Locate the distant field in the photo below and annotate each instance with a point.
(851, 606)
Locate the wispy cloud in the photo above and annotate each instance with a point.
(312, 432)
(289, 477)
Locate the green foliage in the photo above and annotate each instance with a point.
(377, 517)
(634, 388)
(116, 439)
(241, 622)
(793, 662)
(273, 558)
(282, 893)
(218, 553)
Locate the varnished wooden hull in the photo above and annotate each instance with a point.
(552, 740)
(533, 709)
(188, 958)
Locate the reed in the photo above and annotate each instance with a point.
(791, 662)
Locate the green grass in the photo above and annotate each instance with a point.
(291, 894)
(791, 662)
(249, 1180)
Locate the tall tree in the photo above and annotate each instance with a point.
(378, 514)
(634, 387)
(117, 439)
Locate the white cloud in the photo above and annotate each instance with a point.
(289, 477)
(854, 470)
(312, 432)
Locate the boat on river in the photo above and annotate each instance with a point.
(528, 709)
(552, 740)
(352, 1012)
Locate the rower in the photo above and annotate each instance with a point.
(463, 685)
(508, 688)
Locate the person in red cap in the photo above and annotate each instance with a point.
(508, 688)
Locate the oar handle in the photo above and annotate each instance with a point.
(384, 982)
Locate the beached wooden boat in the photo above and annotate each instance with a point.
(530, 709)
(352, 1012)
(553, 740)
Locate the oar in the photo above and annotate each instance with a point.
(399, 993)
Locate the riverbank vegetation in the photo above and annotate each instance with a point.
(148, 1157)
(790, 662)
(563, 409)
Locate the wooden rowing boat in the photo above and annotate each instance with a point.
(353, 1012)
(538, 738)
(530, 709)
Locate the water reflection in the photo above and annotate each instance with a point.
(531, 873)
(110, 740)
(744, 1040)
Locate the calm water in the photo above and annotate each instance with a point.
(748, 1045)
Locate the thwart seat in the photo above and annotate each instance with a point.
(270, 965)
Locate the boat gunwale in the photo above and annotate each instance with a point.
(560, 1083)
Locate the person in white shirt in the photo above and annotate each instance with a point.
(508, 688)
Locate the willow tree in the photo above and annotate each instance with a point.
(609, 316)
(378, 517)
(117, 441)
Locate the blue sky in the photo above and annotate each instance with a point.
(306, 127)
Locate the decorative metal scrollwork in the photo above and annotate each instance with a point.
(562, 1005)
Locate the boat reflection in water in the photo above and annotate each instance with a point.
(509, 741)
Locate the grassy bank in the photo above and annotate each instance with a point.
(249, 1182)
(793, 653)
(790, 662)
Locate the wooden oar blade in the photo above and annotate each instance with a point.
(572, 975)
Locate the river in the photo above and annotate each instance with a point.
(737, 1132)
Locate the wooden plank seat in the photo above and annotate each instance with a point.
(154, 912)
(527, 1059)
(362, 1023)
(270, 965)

■ ■ ■

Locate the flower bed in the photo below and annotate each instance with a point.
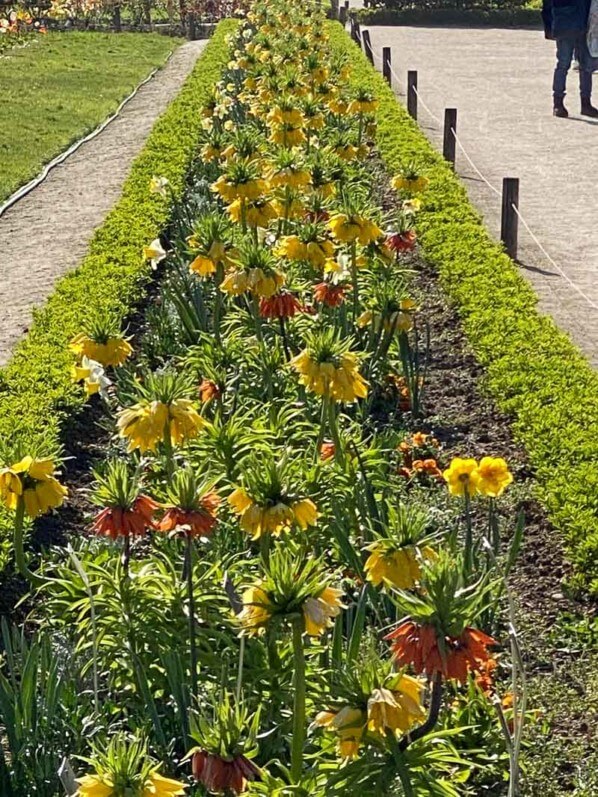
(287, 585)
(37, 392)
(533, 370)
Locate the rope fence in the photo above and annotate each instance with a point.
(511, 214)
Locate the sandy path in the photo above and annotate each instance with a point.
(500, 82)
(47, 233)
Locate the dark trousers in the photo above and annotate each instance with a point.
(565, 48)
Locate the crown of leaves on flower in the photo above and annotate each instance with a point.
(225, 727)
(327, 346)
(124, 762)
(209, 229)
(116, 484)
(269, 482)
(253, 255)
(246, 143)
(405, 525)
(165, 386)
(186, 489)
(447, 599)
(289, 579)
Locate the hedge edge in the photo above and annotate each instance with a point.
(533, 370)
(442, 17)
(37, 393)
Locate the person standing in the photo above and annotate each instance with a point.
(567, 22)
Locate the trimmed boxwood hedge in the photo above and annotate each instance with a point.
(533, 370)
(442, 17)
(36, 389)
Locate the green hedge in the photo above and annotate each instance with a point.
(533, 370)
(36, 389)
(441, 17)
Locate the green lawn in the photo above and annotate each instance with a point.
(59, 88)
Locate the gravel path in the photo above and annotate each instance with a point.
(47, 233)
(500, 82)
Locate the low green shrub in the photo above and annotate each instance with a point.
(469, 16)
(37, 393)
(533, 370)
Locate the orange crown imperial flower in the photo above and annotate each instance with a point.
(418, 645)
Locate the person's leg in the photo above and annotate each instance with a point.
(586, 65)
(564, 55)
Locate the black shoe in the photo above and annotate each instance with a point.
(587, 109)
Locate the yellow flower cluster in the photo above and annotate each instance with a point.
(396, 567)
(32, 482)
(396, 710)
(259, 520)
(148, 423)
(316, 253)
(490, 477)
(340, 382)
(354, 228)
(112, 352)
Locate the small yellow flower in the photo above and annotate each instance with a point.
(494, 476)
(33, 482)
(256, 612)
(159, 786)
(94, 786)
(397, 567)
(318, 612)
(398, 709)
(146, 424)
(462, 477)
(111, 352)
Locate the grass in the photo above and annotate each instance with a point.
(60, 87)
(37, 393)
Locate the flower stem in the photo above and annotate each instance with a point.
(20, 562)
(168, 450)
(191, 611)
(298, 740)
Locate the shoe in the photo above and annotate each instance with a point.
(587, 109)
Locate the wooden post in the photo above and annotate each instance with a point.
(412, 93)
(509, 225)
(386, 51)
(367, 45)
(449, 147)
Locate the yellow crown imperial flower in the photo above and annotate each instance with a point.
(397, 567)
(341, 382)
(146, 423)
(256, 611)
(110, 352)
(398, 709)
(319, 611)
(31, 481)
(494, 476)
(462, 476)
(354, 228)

■ ■ ■

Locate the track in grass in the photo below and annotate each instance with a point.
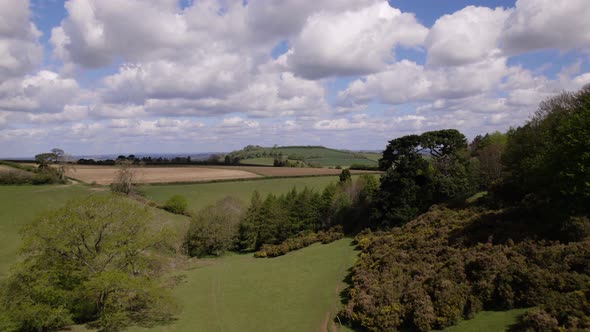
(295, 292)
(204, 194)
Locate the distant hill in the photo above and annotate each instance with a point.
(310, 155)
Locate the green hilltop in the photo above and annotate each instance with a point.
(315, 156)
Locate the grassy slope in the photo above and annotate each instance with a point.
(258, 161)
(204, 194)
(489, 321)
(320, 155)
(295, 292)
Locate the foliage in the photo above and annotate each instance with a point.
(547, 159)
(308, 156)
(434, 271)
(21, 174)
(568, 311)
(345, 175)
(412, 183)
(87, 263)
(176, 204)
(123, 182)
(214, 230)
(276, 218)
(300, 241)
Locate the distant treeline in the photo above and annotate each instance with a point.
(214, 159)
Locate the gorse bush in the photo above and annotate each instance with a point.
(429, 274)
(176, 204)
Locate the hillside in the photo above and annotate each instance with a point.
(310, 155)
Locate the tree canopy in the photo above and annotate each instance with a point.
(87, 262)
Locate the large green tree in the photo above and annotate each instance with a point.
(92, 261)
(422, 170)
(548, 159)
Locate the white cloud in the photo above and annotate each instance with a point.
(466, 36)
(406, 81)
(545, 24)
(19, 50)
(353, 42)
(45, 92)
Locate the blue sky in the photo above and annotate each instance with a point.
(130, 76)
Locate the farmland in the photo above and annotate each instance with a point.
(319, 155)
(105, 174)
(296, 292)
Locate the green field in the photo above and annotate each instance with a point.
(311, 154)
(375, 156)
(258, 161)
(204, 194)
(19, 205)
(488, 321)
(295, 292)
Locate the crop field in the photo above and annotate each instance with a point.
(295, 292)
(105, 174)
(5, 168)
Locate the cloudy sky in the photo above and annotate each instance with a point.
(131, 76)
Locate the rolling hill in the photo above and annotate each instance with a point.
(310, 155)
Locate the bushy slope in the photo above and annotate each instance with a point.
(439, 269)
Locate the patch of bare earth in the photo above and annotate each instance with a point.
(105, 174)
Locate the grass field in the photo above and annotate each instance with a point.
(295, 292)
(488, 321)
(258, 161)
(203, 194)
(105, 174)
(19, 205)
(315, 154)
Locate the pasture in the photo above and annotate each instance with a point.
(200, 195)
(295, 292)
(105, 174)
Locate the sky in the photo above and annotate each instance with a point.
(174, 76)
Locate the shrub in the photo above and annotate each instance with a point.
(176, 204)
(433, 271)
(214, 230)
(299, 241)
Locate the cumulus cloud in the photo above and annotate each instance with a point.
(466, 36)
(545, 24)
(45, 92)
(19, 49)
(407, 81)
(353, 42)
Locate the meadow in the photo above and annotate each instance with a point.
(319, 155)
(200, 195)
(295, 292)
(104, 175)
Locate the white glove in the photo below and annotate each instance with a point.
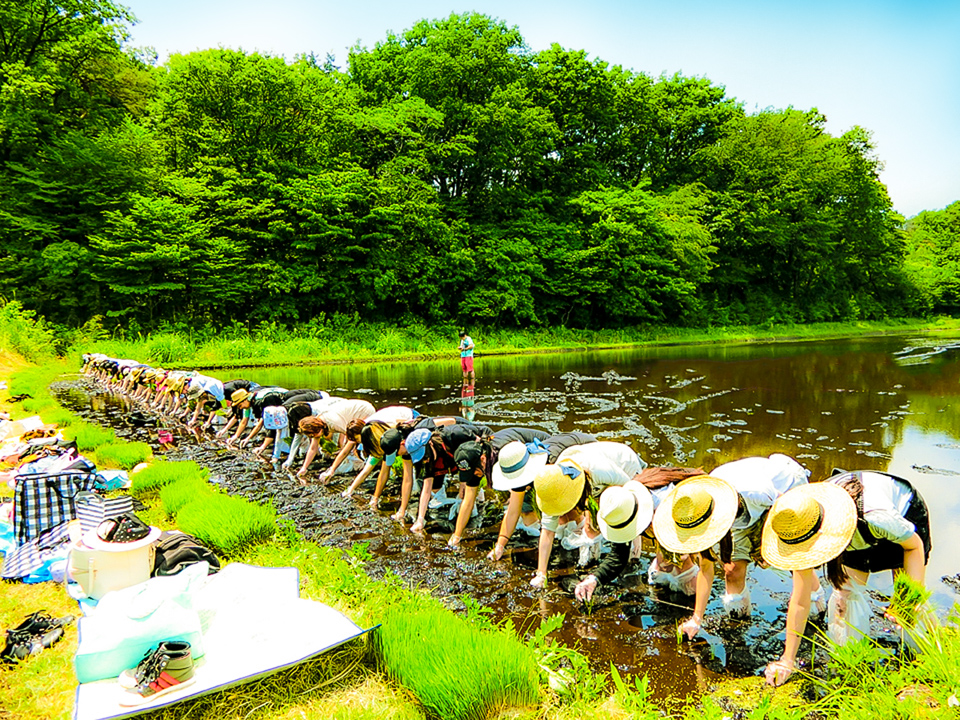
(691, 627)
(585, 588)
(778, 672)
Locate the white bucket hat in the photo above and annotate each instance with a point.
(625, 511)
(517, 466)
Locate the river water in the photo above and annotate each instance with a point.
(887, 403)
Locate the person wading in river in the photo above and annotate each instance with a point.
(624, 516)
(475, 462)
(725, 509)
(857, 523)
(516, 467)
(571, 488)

■ ■ ■

▶ Given task: Revise the data, beginning at the line that contains "Locate the distant field" and stopping after the line that contains "(560, 1083)", with both of those lines included. Reproduce only those lines, replacing "annotate" with "mark" and leaving everything else unchanged.

▶ Answer to this exercise:
Locate the distant field in the photo below and mark each instance with a point.
(851, 606)
Locate the wispy cloud in the photo above and mark each instance with a point.
(312, 432)
(289, 477)
Locate the green foliage in the photo above and mark each instance with a point.
(377, 517)
(634, 388)
(116, 439)
(241, 622)
(793, 662)
(273, 558)
(282, 893)
(218, 553)
Locate the varnished wooden hull in the photo above and mark each instance with a point.
(552, 740)
(533, 709)
(188, 958)
Locate the reed in the photo above and mark each instance with a point.
(791, 662)
Locate the green grass in the photo above and mark each instance with a point.
(291, 894)
(791, 662)
(249, 1180)
Locate the tall tree in the photo above and mark each instance with a point.
(378, 514)
(634, 387)
(117, 439)
Locate the white cloud in the photo above and mark each instance with a point.
(289, 477)
(854, 470)
(312, 432)
Locate the boat on river in the photo above and mark each instance with a point.
(528, 709)
(552, 740)
(352, 1012)
Locate the rower in the photo above and mark each instance with a point.
(463, 685)
(508, 688)
Locate the person in red cap in the photo above and mark each instance with a point.
(508, 688)
Locate the oar handle in the photo above and mark each instance with a point.
(384, 982)
Locate the beached wooden boat in the photo above and mark each instance with a point.
(530, 709)
(352, 1012)
(553, 740)
Locate the oar in the photo above and mark each instance with a point.
(399, 993)
Locate the riverbank vegetation in the photo above and mark each instance with a point.
(148, 1157)
(790, 662)
(563, 409)
Locate the wooden rowing boat in the photo above and mark each instance with a point.
(353, 1012)
(538, 738)
(530, 709)
Locate the water reflection in the photo above and mark each instance with a point.
(531, 873)
(110, 740)
(744, 1040)
Locate the calm water in the photo above and mark each instance with a point.
(748, 1045)
Locate the thwart seat in the photo above and mark each instance with a point.
(270, 965)
Locate the boat gunwale in the photo above and mark each instance with a point.
(560, 1083)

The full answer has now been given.